◆ Excerpt to read:
━━━━
If you could invest $50 and get back $300, would you do it?
What if you had to gamble with that $50?
Is there really a difference between investing and gambling?
When I was in Las Vegas for an indie author conference this month, I did a little gambling. I don’t do the slot machines (totally not worth it), or play blackjack (who even understands that game?) but I LOVE roulette. For a very simple reason.
There is a real person involved. Which means the odds really can be in your favor.
The screens near the tables will tell you what the dealer has done the past 20 spins. And it even gives you a breakdown of what % has red/black, odd/even, dozens, etc. So when I sat down and saw the dealer was doing 68% red, guess where I put my chips?
A guy came up a little while later and played a few spins, putting his chips on just a few numbers. He said he always played the same ones. When he lost, it made me a little crazy. Why would you be so emotional when the numbers are right there on the screen, telling you where the safer bets are? Why would you base a decision on something that worked once, a long time ago, at a completely different table?
━━━━
◆ Items:
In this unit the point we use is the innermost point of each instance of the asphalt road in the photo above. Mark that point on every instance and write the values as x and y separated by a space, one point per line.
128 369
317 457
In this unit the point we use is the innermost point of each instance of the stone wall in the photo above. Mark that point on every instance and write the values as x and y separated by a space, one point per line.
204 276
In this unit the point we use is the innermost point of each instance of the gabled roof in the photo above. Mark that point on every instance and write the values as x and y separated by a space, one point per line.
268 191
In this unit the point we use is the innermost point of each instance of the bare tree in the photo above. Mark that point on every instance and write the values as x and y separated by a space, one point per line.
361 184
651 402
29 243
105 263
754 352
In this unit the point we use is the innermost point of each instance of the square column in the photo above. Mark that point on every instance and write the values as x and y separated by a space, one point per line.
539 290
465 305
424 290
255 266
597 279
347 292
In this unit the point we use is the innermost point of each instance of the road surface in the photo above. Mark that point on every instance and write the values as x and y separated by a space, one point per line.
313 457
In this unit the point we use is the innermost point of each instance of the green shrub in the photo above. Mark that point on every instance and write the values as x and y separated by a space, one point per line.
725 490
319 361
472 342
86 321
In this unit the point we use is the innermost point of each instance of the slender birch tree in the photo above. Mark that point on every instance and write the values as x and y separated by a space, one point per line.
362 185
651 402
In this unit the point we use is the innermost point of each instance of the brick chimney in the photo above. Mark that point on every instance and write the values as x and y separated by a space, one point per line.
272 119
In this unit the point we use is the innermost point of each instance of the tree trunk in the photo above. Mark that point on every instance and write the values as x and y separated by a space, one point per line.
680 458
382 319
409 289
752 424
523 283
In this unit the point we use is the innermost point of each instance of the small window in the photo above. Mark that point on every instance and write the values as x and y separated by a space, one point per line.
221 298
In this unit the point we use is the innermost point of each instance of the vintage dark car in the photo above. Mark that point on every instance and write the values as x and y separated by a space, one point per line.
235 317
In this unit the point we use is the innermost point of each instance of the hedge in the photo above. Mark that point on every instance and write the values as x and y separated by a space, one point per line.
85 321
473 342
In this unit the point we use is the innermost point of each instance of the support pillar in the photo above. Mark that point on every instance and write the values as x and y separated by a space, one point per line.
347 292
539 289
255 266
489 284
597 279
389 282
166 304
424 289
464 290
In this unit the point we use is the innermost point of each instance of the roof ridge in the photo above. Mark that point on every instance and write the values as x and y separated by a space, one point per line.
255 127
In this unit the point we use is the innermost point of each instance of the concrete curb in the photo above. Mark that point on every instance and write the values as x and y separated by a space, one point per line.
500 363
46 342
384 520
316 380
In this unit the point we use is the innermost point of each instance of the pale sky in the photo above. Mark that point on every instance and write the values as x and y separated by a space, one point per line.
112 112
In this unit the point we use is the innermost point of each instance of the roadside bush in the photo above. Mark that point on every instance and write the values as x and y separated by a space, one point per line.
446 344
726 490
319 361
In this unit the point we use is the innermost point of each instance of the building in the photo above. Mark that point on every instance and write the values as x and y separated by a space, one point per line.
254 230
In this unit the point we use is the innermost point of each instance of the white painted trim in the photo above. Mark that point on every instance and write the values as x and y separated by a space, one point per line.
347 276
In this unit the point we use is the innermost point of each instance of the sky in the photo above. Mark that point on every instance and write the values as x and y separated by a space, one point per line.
━━━━
◆ Instruction 1: List every casino game the gambling post mentions by name.
◆ Instruction 2: According to the gambling post, what percentage red was the dealer spinning when the writer sat down?

◆ Written response 1: Slot machines, blackjack, roulette

◆ Written response 2: 68%